TASK = Can you write out the coconut yogurt cake text from "It’s the kind" up to and including "guaranteed to impress.", with "afternoon tea" swapped for "weekend brunch"?

SUPPLIED TEXT =
□ □ □ □

Coconut Greek Yogurt Cake

Flourless Coconut Greek Yogurt Cake

Soft, moist, and filled with tropical flavor — naturally gluten‑free and irresistibly light.

Introduction

Sometimes the best desserts are the simplest. This Flourless Coconut Greek Yogurt Cake is proof that you don’t need complicated techniques or long ingredient lists to create something truly special. With creamy Greek yogurt, shredded coconut, and almond flour, this cake is naturally gluten‑free, tender, and bursting with tropical flavor.

It’s the kind of recipe that feels indulgent yet wholesome — perfect for afternoon tea, a light dessert, or even a snack that won’t weigh you down. The combination of yogurt and coconut creates a moist crumb, while honey or maple syrup adds natural sweetness. This cake is versatile, easy to make, and guaranteed to impress.

Ingredients Breakdown

3 large eggs – Provide structure and lift.

¼ cup (60ml) honey or maple syrup – Natural sweetener that keeps the cake moist.

½ cup (120g) plain Greek yogurt – Adds creaminess and tang.

□ □ □ □

DATASET ENTRIES =
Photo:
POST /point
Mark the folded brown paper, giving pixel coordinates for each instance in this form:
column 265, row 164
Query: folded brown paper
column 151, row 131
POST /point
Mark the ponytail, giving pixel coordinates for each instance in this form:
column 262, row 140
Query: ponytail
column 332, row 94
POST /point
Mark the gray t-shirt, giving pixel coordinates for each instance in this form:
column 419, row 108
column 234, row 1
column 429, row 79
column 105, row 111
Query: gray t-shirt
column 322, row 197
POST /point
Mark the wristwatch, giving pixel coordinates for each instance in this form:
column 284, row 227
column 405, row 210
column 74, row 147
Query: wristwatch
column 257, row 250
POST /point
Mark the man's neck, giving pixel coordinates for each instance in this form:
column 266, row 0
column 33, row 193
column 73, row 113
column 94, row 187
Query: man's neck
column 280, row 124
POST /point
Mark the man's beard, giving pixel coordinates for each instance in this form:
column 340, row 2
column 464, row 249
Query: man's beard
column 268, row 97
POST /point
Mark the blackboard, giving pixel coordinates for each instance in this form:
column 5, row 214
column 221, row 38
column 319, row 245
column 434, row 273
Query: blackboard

□ □ □ □

OUTPUT FOR THIS EXERCISE =
It’s the kind of recipe that feels indulgent yet wholesome — perfect for weekend brunch, a light dessert, or even a snack that won’t weigh you down. The combination of yogurt and coconut creates a moist crumb, while honey or maple syrup adds natural sweetness. This cake is versatile, easy to make, and guaranteed to impress.